— DO THIS —
Copy word for word the part of the listing below that starts with the line containing "the white banner" and goes on through the line containing "x=759, y=988", including both of those lines.
Start
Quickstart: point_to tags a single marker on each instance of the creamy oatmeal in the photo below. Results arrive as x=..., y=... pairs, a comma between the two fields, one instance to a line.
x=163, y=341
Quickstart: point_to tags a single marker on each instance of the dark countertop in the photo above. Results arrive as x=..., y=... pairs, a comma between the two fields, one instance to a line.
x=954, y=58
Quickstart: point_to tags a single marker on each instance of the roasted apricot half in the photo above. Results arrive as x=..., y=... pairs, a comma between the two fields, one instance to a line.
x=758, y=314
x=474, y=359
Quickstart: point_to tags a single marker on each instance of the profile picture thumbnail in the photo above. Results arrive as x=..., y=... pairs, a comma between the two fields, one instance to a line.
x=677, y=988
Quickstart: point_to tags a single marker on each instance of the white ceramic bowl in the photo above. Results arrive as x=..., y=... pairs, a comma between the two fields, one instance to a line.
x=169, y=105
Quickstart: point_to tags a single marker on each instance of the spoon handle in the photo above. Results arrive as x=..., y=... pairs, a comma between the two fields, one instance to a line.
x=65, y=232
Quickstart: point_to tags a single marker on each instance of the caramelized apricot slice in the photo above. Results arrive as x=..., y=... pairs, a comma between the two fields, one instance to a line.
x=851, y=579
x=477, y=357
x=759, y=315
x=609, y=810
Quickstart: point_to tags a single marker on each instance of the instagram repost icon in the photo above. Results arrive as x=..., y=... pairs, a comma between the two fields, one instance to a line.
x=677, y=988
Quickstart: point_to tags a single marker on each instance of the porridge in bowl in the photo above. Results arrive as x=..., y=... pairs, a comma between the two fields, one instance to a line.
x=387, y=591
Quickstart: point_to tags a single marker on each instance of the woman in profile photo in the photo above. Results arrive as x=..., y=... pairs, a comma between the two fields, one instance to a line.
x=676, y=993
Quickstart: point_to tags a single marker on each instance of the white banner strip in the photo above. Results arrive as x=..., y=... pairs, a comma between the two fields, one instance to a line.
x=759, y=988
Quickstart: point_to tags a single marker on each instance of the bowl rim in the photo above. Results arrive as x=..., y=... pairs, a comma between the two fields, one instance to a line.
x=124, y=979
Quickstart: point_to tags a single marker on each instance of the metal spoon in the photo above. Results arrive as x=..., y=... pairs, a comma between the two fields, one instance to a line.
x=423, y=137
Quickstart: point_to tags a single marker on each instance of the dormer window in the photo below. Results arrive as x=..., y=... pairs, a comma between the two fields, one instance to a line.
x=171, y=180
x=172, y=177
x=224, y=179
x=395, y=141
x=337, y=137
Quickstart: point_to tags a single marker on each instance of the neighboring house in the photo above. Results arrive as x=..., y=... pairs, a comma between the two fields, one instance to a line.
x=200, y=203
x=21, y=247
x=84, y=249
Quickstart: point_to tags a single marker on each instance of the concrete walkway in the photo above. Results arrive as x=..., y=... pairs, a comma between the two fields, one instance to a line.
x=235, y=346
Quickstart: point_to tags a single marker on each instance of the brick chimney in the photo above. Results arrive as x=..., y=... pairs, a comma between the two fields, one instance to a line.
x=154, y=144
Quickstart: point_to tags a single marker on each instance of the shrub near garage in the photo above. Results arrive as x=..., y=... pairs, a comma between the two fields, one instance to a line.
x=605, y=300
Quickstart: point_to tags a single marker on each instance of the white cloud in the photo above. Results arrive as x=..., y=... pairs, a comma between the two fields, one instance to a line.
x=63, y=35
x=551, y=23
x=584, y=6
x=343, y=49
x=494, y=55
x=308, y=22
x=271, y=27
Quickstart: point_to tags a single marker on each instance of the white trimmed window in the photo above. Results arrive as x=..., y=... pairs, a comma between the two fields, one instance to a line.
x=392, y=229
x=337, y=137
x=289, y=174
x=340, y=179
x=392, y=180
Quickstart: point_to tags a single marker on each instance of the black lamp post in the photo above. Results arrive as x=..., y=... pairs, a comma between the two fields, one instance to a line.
End
— THE COMPLETED TASK —
Quickstart: point_to tags a single marker on each instance of the white banner strip in the photo above. Results arrive as x=..., y=... pairs, a comma between the two fields, one instance to a line.
x=759, y=988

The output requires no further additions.